* Directions *
Copy out each line below that has the word "cabinet" in it.

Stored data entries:
----

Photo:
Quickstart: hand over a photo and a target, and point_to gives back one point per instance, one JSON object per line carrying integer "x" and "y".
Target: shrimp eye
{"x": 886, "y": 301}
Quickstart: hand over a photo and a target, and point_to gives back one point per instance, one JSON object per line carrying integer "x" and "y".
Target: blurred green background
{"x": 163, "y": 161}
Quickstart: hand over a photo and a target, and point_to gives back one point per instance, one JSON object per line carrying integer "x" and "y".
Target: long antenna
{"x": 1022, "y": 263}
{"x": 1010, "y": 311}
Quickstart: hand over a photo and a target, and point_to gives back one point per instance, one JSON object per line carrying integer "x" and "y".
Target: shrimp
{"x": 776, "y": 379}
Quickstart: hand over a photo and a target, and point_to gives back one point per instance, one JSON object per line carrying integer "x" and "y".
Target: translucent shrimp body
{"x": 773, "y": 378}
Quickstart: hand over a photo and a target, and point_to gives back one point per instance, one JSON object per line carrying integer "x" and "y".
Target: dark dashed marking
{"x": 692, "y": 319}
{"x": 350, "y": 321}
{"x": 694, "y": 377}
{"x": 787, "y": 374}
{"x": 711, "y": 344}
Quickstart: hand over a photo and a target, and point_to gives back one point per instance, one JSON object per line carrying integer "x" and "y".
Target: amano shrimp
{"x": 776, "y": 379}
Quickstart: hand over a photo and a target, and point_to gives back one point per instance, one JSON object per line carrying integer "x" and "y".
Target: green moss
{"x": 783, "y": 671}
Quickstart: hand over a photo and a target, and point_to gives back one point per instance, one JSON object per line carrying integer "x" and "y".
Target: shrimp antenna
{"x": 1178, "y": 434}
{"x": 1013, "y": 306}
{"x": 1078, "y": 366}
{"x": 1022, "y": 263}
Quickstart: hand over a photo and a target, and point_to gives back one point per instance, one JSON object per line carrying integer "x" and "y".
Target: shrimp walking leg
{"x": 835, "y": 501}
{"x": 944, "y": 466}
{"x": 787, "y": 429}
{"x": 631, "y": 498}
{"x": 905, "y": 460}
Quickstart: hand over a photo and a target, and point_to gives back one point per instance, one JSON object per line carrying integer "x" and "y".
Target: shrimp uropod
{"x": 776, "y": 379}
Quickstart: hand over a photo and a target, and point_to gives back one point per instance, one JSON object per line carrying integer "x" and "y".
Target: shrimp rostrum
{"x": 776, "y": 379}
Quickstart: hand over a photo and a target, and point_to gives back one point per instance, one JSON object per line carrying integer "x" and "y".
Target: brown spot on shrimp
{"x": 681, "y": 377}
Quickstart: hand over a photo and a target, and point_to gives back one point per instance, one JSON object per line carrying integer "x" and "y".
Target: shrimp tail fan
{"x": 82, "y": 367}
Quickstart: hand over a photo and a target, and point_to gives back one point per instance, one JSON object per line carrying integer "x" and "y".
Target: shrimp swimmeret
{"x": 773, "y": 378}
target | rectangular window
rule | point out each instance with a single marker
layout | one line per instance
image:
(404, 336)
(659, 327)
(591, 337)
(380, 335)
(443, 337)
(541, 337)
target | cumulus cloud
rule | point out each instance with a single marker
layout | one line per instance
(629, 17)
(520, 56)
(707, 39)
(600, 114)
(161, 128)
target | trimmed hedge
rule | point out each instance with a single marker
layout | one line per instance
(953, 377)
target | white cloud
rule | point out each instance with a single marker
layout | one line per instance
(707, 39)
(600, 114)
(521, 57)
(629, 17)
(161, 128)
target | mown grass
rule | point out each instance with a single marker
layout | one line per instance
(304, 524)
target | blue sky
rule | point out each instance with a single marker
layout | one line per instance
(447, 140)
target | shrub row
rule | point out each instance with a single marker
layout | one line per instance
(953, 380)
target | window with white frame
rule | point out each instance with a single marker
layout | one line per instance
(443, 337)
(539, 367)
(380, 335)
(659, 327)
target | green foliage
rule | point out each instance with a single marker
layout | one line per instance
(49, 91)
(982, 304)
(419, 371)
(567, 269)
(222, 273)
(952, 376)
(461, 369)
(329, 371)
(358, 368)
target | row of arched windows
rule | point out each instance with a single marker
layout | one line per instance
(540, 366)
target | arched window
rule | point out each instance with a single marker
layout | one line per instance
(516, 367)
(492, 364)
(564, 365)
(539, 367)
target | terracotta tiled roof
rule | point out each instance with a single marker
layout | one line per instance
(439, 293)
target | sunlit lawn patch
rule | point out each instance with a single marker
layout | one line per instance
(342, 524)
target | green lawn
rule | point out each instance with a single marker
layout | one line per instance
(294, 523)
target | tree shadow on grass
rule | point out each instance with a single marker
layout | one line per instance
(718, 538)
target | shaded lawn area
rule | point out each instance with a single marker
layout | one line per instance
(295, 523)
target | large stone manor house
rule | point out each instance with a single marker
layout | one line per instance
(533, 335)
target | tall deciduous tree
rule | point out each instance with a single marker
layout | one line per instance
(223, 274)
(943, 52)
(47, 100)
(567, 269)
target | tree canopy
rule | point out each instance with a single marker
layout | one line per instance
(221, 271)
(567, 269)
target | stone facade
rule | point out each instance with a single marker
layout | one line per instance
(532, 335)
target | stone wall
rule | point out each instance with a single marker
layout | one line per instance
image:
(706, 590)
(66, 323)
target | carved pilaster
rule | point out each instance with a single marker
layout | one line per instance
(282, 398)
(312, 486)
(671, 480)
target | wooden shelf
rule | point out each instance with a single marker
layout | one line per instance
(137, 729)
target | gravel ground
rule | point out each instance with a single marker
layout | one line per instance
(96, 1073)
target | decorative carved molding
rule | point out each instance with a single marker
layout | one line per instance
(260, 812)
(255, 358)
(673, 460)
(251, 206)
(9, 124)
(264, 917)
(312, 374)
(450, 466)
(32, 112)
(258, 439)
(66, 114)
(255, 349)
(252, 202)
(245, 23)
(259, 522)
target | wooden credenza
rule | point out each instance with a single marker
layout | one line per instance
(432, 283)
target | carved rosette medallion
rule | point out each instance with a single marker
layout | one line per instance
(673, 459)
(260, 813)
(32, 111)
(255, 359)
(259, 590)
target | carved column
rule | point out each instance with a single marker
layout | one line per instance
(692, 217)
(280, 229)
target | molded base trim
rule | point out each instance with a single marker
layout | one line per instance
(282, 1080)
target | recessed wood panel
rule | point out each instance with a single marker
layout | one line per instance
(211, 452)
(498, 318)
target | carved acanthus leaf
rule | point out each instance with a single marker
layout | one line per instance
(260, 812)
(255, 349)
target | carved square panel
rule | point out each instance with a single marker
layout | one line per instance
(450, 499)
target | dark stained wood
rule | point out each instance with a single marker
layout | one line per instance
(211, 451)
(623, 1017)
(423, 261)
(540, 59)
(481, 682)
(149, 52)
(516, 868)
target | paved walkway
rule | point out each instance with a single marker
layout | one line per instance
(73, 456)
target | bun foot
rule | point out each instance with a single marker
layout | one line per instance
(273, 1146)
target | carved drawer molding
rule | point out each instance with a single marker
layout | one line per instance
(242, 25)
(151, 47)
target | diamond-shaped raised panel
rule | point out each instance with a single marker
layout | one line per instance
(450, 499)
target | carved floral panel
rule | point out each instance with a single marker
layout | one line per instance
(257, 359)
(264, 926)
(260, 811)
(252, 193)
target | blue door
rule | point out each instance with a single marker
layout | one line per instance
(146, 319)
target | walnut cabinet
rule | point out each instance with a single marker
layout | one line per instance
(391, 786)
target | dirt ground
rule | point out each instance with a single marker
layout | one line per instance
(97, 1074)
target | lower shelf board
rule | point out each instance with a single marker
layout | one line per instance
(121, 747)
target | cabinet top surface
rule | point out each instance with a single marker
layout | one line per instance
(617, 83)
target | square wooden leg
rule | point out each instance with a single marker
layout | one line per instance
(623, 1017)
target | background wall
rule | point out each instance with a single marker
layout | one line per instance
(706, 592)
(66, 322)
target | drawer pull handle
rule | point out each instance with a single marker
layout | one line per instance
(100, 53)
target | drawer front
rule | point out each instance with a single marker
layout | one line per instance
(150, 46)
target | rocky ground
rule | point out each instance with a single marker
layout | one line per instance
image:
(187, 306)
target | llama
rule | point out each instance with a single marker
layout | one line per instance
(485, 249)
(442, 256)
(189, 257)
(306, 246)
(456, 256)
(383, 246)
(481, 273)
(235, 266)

----

* Answer *
target | walnut cabinet
target | cabinet top surface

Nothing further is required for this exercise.